= TASK OBJECTIVE =
Reproduce every line of the items below word for word, omitting the pictures.

Point annotations for photos:
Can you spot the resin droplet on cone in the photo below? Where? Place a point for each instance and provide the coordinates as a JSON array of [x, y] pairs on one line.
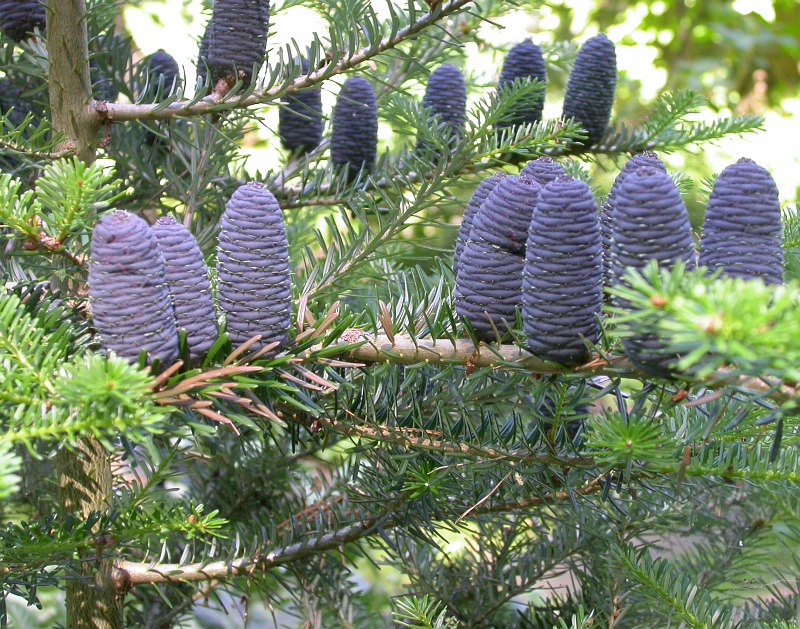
[[446, 98], [235, 42], [637, 161]]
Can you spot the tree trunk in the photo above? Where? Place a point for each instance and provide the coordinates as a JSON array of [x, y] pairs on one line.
[[84, 474]]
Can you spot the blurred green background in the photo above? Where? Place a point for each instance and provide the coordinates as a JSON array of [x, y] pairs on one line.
[[742, 55]]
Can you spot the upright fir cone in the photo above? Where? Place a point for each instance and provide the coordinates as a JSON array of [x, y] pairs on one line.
[[187, 280], [543, 170], [473, 205], [523, 62], [236, 39], [354, 138], [18, 18], [446, 97], [591, 87], [562, 290], [742, 228], [489, 279], [300, 119], [131, 305], [162, 68], [646, 158], [649, 222], [254, 289]]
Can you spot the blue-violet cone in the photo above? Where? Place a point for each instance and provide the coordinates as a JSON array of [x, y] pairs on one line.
[[562, 290], [254, 288], [523, 62], [187, 280], [505, 216], [649, 222], [446, 97], [131, 305], [742, 228], [591, 87], [543, 170], [489, 278], [300, 119], [162, 68], [236, 39], [354, 138], [473, 205], [637, 161]]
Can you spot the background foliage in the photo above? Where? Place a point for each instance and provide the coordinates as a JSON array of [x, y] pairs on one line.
[[459, 498]]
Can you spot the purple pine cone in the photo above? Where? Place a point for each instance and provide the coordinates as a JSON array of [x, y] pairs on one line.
[[505, 216], [187, 279], [488, 287], [354, 138], [300, 119], [18, 18], [253, 268], [489, 279], [523, 61], [591, 87], [236, 38], [473, 205], [543, 170], [649, 222], [742, 228], [637, 161], [562, 290], [162, 67], [446, 97], [131, 305]]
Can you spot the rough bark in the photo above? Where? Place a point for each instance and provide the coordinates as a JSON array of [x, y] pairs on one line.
[[84, 474]]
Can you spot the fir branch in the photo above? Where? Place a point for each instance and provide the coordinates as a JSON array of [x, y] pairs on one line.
[[118, 112], [405, 349], [129, 574], [419, 440]]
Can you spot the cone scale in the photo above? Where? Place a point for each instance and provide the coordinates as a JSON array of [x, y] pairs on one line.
[[489, 279], [187, 279], [562, 291], [131, 304], [742, 228]]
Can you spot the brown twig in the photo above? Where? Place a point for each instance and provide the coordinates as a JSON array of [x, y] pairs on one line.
[[121, 112]]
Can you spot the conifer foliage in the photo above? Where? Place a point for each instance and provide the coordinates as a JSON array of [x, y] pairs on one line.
[[253, 383]]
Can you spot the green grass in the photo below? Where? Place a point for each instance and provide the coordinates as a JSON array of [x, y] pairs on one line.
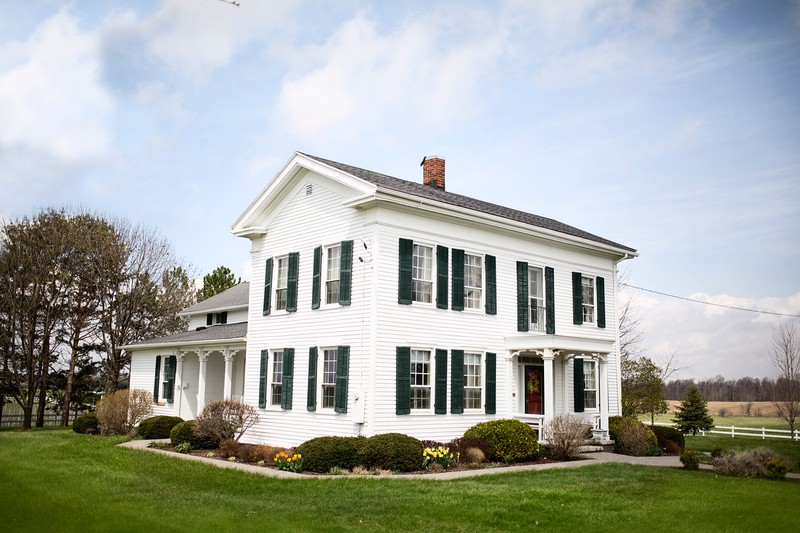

= CORRECT RESPONSE =
Can you spot the resin droplet on cone in the photo below? Where? Place a point for each instance and provide the coordinates as a JSON array of [x, y] pairs on one line.
[[446, 98], [235, 42], [637, 161]]
Can you spot the tree trunk in the photo above? Where? Place a point for each instance and provide the coordinates as a JSON array of [x, y] pairs on one line.
[[84, 474]]
Can you spot the blurred green background in the photo above? Where? Place a point for each instance and provide the coordinates as a JSON array of [x, y] pairs on one line.
[[742, 55]]
Can you spot the upright fir cone in the photo above? Where? Place a point for each instance and provide the coordinates as a JSON array of [x, y] pairs on one line.
[[187, 280], [543, 170], [473, 205], [523, 62], [236, 39], [354, 138], [18, 18], [446, 97], [591, 87], [562, 290], [742, 228], [489, 279], [300, 119], [131, 305], [162, 68], [646, 158], [649, 222], [254, 289]]
Can you spot the blue-violet cone in the photo above? Where? Place a point for each instance and provide the coordinates as a JSON array of [x, y] pairs on one line.
[[562, 290], [254, 288], [523, 62], [187, 280], [505, 216], [649, 222], [446, 97], [131, 305], [742, 228], [591, 87], [543, 170], [489, 278], [300, 119], [162, 68], [236, 39], [354, 138], [473, 205], [637, 161]]
Can you spot the background foliage in the photo above? Where? Place a point for each instance and provide the coordinates as a JSON array of [x, y] pairs on one line.
[[459, 498]]
Can you spot the purple pine cone in the photo above? Where? Place a point for each instance and provide the coordinates as a JSON array of [x, y] pairs on one line.
[[505, 216], [187, 279], [488, 287], [354, 138], [300, 119], [18, 18], [253, 268], [489, 279], [523, 61], [591, 87], [236, 38], [473, 205], [543, 170], [649, 222], [742, 228], [637, 161], [562, 290], [162, 67], [446, 97], [131, 305]]
Can you spot the rough bark in the photo above? Where? Place a point for each instance and provide the coordinates as a JSON array of [x, y] pairs on one line.
[[84, 474]]
Can you spot the fir branch in the photo above? Where? Place a point for each instance and provide the coordinates as a JSON array of [x, y] pairs on one line.
[[118, 112], [405, 349], [129, 574], [419, 440]]
Can you spot the cone scale in the photo above? Where? Place a point for each instance and provide the coordinates as a JSON array of [x, y] pairs on one line.
[[489, 279], [187, 279], [562, 291], [131, 304], [742, 228]]
Can you spot the brown twig in the photo above? Where? Place a point for each instance and provide the coordinates as a JSON array of [x, y] pairs on one line.
[[121, 112]]
Can you spot the conifer foliage in the photo above? Where? Place a point for each instance and provide the coordinates as a JSON array of [x, y] pairs on one line.
[[253, 383]]
Can you spot the green grass in the photo below? Where? Place a point for each instance and provide the coordinates as a JSON array of [x, y] pairs on one line.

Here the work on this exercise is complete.